TASK BRIEF => Copy out all the items below, swapping each "parked car" for "parked van" and leaving everything else untouched.

------------------------------------------------------------------------

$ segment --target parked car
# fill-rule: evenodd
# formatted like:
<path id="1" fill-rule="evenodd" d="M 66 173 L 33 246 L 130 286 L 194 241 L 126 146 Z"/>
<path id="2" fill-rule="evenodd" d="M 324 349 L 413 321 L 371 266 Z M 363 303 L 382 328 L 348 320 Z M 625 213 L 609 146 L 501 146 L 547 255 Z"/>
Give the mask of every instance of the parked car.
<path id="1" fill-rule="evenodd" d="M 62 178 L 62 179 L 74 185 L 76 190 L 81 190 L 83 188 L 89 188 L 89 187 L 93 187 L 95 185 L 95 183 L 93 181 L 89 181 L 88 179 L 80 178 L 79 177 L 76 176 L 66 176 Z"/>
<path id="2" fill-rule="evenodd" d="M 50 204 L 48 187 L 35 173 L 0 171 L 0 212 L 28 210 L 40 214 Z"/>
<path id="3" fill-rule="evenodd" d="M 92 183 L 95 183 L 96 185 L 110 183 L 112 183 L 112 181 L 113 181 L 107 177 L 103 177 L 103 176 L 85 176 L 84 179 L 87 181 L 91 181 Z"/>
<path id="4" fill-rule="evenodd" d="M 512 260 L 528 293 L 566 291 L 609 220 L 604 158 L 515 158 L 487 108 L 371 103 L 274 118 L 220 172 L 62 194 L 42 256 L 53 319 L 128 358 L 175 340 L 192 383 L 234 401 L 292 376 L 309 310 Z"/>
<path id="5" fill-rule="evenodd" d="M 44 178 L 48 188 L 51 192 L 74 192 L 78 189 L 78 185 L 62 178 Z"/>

------------------------------------------------------------------------

SOLVED EXERCISE =>
$ segment --target parked van
# fill-rule: evenodd
# formatted like:
<path id="1" fill-rule="evenodd" d="M 66 173 L 33 246 L 130 286 L 194 241 L 126 146 Z"/>
<path id="2" fill-rule="evenodd" d="M 324 349 L 413 321 L 371 266 Z M 363 303 L 382 328 L 348 320 Z M 625 213 L 609 146 L 501 146 L 547 255 Z"/>
Give the mask of every instance of the parked van.
<path id="1" fill-rule="evenodd" d="M 62 178 L 62 179 L 74 185 L 76 190 L 81 190 L 83 188 L 89 188 L 89 187 L 93 187 L 95 185 L 95 183 L 93 181 L 89 181 L 88 179 L 80 178 L 79 177 L 76 176 L 66 176 Z"/>
<path id="2" fill-rule="evenodd" d="M 50 204 L 48 187 L 35 173 L 0 171 L 0 212 L 28 210 L 40 214 Z"/>
<path id="3" fill-rule="evenodd" d="M 92 183 L 95 183 L 96 185 L 110 183 L 112 183 L 112 181 L 113 181 L 107 177 L 103 177 L 103 176 L 85 176 L 84 179 L 87 181 L 91 181 Z"/>
<path id="4" fill-rule="evenodd" d="M 512 260 L 528 293 L 566 291 L 609 220 L 604 158 L 515 158 L 487 108 L 371 103 L 274 118 L 220 172 L 62 194 L 42 256 L 53 319 L 128 358 L 175 340 L 192 383 L 234 401 L 292 376 L 309 310 Z"/>
<path id="5" fill-rule="evenodd" d="M 44 178 L 48 188 L 51 192 L 74 192 L 78 189 L 78 185 L 62 178 Z"/>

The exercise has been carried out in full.